#### [BRIEF]
Reproduce word for word the part of the SQL injection thread that begins with the words "The SQL is trying" and ends after the words "find valid logins.".

#### [SELECTED EXTRACT]
----
What is this SQL injection doing?

Question

Long story short, through an old asp site I run someone found an unfiltered URL parameter and was able to run this query. I'm trying to figure out what it DOES though...

The query should read:

select * from reserve where id = 345

the one that was ran was:

select * from reserve where id = 345 and ascii(substring((select concat(user,0x3a,password,0x3a,host) from mysql.user limit 0,1),17,1))=53

I'm really not sure what this obtains. Any Input?

Answer 1

The SQL is trying to read user data from the My-Sql user table which typically contains a list of users and hosts that are allowed to access a given my-sql server.

It looks to me like the perp is trying to trick mysql into dumping the contents of the user table so they can then record the password hashes offline and dcrypt them to find valid logins.

If your web application is using a login that will allow access to the mysql users table, then this is a serious security flaw, if it's using a login that is only granted permission to the tables required for the app then no information will be obtainable.

Security tip: When setting up ANY kind of database it's vitally important that the application using does so with a login/access role that grants it ONLY what it needs.

If your application only ever needs to read data and never modify it, then it should never have any permissions other than to read. You always need to double check this, because most database systems will by default create user roles for a given database with full read, create, modify privileges.

Always create a specific user, just for that db and or collection of tables, and always give that user the absolute minimum that's required, if your app does then get hacked with a cross site scripting attack, the most their going to get access too is that one specific database.

Answer 2

An sql injection exploit does not necessarily immediately output the query result to the attackers screen, often the result is only either an error, or no error, or maybe the injection causes a measurable (to the attacker) delay. in that way the attacker can obtain 1 bit of information per request.
----
#### [RECORDS SHOWN]

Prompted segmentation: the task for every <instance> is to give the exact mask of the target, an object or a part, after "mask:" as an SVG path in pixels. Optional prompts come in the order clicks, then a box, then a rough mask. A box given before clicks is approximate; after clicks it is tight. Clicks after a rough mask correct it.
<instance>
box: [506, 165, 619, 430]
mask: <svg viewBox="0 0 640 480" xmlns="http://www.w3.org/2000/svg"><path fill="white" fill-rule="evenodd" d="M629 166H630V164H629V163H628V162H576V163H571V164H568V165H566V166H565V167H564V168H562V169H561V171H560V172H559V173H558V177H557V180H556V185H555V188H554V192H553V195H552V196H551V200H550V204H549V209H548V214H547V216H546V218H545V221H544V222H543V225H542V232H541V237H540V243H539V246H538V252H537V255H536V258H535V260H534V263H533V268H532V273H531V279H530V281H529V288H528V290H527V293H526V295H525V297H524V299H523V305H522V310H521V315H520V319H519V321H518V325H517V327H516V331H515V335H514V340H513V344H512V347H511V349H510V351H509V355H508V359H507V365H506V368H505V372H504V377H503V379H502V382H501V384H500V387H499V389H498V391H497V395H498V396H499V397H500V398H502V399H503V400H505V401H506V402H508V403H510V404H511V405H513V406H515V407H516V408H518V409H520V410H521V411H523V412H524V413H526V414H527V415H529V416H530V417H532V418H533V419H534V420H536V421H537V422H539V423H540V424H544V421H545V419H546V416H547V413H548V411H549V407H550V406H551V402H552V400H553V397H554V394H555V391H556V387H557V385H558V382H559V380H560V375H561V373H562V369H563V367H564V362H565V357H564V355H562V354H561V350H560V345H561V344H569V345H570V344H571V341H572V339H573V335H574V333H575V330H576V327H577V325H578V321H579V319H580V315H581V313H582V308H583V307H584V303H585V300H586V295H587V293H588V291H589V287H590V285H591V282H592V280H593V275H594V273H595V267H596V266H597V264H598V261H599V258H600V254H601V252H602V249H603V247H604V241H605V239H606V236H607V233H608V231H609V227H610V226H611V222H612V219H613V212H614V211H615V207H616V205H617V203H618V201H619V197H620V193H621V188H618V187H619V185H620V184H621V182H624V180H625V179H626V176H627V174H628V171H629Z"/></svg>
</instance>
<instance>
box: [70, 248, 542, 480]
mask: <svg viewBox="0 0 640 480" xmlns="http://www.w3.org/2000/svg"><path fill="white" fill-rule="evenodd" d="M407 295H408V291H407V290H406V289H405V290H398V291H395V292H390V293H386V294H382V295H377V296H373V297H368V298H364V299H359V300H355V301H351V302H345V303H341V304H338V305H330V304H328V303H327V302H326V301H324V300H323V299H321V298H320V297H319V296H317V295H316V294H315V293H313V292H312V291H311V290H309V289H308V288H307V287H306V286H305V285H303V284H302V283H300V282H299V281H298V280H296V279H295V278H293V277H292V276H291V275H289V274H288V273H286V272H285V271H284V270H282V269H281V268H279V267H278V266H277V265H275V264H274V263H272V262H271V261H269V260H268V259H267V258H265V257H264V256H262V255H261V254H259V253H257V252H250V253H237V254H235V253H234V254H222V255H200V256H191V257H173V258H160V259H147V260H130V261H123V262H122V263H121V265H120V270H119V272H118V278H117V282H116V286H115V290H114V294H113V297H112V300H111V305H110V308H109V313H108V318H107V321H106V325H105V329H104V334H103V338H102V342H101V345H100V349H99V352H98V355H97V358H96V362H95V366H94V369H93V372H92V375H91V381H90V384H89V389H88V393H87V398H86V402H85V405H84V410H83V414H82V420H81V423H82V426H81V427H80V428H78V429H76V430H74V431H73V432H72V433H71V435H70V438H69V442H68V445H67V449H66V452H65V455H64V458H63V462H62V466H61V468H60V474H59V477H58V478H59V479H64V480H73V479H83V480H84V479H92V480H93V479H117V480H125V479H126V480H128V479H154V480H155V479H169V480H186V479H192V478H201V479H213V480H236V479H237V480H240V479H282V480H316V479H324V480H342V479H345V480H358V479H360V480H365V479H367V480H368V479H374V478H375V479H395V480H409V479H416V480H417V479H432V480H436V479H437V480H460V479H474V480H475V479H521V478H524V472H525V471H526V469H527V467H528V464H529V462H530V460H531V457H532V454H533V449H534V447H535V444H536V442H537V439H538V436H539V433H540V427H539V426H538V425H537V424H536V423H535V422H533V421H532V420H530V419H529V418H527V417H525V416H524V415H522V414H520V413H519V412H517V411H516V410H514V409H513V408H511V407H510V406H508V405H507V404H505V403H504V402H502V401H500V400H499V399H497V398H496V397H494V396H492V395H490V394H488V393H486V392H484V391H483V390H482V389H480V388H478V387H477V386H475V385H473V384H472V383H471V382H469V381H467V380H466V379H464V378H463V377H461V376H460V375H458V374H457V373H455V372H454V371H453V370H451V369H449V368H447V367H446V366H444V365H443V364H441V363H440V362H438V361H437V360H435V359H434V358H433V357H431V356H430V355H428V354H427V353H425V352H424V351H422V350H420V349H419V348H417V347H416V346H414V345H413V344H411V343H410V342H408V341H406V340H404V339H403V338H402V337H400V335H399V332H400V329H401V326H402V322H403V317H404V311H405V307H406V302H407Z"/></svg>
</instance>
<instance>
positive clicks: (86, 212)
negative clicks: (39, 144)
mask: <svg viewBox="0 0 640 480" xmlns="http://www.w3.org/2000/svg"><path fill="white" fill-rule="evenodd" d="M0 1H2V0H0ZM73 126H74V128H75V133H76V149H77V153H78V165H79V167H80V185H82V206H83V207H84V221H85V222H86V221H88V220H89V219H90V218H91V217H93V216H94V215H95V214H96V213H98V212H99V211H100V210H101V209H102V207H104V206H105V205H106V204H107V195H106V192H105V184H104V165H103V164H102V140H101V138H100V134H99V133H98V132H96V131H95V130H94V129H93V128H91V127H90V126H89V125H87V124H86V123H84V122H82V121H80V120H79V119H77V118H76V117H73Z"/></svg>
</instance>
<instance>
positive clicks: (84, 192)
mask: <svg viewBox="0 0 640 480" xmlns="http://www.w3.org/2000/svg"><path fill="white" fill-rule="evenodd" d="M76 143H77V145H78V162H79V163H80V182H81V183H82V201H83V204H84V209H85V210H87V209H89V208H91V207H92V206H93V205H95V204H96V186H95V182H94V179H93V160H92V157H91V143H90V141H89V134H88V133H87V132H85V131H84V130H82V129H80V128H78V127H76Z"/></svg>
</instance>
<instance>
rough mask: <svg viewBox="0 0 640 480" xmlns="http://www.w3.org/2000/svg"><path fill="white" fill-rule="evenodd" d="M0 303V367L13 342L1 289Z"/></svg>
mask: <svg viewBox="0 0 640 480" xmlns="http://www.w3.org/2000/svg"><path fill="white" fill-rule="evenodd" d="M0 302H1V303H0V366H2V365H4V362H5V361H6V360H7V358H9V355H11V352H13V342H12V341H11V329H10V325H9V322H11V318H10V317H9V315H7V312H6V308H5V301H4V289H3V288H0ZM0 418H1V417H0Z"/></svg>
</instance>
----
#### [RESPONSE TO THE TASK]
The SQL is trying to read user data from the My-Sql user table which typically contains a list of users and hosts that are allowed to access a given my-sql server.

It looks to me like the perp is trying to trick mysql into dumping the contents of the user table so they can then record the password hashes offline and dcrypt them to find valid logins.